* BEGIN Exercise material *

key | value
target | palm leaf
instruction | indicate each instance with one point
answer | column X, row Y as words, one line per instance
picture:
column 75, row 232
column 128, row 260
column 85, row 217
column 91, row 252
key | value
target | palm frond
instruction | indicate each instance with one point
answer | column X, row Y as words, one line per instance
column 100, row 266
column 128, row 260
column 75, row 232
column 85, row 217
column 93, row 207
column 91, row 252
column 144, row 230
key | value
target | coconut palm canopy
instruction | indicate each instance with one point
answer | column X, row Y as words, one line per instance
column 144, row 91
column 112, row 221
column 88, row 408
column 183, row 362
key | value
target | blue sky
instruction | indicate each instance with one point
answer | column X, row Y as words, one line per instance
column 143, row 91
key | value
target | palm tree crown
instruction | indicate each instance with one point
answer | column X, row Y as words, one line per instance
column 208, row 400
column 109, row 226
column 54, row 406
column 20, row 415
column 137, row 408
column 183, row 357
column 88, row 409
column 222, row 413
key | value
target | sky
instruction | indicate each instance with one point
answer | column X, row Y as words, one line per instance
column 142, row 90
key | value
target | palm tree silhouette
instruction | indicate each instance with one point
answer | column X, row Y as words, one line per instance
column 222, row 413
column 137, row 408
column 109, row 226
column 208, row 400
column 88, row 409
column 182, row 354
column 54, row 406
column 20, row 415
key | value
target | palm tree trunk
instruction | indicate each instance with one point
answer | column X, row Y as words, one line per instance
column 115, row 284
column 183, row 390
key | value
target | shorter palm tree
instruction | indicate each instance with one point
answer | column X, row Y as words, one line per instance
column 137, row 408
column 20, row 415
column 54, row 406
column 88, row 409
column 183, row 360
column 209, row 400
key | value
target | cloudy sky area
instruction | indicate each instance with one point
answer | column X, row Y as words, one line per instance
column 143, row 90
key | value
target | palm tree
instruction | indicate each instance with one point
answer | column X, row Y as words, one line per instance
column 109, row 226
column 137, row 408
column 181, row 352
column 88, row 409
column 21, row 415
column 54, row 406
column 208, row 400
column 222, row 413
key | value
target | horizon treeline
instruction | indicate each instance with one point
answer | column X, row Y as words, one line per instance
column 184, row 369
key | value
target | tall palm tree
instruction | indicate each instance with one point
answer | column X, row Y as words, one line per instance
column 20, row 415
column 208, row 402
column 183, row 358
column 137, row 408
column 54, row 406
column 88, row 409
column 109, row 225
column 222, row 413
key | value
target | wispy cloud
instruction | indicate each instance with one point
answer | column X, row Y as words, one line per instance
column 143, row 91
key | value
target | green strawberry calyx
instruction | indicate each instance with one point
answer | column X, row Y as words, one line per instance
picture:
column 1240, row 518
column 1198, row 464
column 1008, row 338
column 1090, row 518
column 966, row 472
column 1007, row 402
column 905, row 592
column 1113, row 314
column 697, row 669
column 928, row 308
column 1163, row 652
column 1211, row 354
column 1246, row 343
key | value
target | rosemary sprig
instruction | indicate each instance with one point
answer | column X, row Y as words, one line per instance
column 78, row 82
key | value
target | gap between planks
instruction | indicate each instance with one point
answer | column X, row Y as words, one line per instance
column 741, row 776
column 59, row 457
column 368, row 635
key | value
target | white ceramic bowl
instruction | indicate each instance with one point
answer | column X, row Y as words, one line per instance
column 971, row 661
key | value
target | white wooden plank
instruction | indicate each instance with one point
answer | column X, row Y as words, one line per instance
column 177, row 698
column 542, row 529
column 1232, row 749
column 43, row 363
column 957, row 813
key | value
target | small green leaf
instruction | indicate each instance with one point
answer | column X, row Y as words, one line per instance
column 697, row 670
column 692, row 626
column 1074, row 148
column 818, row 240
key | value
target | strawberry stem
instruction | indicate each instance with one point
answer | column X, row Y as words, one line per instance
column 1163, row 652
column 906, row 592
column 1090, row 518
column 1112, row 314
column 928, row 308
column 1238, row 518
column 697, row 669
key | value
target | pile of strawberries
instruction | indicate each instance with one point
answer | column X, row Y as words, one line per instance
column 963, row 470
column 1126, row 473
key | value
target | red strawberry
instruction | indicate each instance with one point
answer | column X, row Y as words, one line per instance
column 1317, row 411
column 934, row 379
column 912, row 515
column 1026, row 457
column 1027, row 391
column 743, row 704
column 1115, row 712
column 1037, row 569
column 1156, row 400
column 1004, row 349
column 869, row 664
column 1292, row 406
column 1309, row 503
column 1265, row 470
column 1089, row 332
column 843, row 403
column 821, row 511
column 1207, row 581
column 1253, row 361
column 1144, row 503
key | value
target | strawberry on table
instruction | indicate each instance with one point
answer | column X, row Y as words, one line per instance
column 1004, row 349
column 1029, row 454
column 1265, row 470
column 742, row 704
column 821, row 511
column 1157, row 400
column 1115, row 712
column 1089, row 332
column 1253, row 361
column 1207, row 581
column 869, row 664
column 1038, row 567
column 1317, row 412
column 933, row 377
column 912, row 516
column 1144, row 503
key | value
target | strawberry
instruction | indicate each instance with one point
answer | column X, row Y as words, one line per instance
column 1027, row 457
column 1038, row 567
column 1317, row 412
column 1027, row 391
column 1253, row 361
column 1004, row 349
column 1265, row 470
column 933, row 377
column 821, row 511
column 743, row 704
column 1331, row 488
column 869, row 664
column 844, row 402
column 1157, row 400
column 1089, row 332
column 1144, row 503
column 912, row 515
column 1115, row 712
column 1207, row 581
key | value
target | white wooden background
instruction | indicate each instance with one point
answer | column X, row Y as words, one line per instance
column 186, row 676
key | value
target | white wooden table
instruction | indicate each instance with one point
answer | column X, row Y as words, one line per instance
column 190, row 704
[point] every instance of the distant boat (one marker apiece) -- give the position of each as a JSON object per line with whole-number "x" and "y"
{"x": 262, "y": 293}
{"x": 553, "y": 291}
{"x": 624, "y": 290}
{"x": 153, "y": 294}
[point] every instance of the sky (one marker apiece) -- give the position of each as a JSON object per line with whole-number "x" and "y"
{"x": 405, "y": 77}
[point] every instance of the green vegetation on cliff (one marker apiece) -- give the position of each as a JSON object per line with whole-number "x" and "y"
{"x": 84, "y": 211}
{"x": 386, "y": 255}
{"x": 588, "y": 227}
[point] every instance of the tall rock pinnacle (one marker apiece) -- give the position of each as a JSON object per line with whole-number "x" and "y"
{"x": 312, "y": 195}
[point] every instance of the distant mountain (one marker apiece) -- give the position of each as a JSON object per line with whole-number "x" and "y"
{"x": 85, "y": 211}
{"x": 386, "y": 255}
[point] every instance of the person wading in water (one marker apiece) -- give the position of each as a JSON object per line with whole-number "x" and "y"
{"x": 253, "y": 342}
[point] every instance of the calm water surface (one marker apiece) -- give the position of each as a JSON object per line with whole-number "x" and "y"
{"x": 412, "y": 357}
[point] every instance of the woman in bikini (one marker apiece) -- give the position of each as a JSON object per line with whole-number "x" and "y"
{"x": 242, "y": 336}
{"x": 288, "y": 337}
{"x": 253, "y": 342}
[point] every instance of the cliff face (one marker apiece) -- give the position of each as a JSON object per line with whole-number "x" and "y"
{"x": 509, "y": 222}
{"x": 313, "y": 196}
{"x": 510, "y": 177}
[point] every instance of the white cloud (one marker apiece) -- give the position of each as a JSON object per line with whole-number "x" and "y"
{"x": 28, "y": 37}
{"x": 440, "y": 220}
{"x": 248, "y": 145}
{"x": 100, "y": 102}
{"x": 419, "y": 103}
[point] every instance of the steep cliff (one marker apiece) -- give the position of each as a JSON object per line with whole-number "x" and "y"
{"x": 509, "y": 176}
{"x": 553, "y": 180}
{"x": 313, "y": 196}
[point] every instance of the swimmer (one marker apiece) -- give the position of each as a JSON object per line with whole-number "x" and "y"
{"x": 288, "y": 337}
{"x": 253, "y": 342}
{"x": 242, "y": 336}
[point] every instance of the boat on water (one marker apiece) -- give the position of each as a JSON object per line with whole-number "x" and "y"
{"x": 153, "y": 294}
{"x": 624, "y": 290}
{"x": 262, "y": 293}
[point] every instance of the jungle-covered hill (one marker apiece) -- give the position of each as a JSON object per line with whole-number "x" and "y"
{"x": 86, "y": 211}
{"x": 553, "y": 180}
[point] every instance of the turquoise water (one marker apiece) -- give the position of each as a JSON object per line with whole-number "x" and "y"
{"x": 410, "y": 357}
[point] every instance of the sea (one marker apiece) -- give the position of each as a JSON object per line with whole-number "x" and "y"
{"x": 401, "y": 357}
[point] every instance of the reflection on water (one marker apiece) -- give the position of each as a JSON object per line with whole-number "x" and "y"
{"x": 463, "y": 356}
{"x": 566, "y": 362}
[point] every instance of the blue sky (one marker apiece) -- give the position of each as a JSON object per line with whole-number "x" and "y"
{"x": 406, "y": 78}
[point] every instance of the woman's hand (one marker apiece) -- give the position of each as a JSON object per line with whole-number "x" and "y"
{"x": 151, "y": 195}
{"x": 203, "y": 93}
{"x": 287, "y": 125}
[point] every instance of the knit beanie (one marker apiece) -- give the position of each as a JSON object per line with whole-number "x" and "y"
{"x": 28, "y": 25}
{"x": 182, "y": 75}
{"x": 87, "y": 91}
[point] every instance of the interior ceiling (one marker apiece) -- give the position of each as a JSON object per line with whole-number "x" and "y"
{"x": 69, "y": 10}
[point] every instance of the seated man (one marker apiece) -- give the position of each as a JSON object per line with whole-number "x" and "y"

* END Exercise material *

### Task description
Please convert the listing into a Markdown table with the columns Row and Line, numbering each line and leaving out blank ones. Begin at the line that contains "[point] every instance of the swimmer" and continue through the end of the listing.

### Result of this exercise
| Row | Line |
|---|---|
| 1 | [point] every instance of the swimmer (one marker apiece) -- give the position of each as a JSON object per line with whole-number "x" and "y" |
| 2 | {"x": 288, "y": 337} |
| 3 | {"x": 253, "y": 342} |
| 4 | {"x": 242, "y": 336} |
| 5 | [point] every instance of the boat on water (one marker apiece) -- give the position of each as a JSON object per line with whole-number "x" and "y" |
| 6 | {"x": 153, "y": 294} |
| 7 | {"x": 624, "y": 290} |
| 8 | {"x": 262, "y": 293} |
| 9 | [point] every instance of the jungle-covered hill (one marker apiece) -- give the position of each as a JSON object per line with whole-number "x" and "y" |
| 10 | {"x": 86, "y": 211} |
| 11 | {"x": 553, "y": 180} |
| 12 | [point] every instance of the turquoise water (one marker apiece) -- give the position of each as a JSON object per line with whole-number "x" and "y" |
| 13 | {"x": 410, "y": 357} |
| 14 | [point] every instance of the sea (one marker apiece) -- give the position of each as a JSON object per line with whole-number "x" and "y" |
| 15 | {"x": 401, "y": 357} |
| 16 | [point] every instance of the reflection on water (one marker apiece) -- give the position of each as a JSON object per line with whole-number "x" and "y" |
| 17 | {"x": 463, "y": 356} |
| 18 | {"x": 566, "y": 362} |
| 19 | [point] every instance of the blue sky (one marker apiece) -- give the position of each as a JSON object per line with whole-number "x" and "y" |
| 20 | {"x": 406, "y": 78} |
| 21 | [point] every instance of the woman's hand (one marker apiece) -- give the position of each as a JSON object per line with whole-number "x" and "y" |
| 22 | {"x": 151, "y": 195} |
| 23 | {"x": 203, "y": 93} |
| 24 | {"x": 287, "y": 125} |
| 25 | [point] every instance of the knit beanie (one marker apiece) -- give the position of each as a JSON object per line with whole-number "x" and "y" |
| 26 | {"x": 28, "y": 25} |
| 27 | {"x": 182, "y": 75} |
| 28 | {"x": 87, "y": 91} |
| 29 | [point] every instance of the interior ceiling (one marker apiece) -- give the position of each as a JSON object per line with whole-number "x" and "y" |
| 30 | {"x": 69, "y": 10} |
| 31 | [point] every instance of the seated man (one marker apiece) -- give the position of each as a JSON object per line with whole-number "x" and "y" |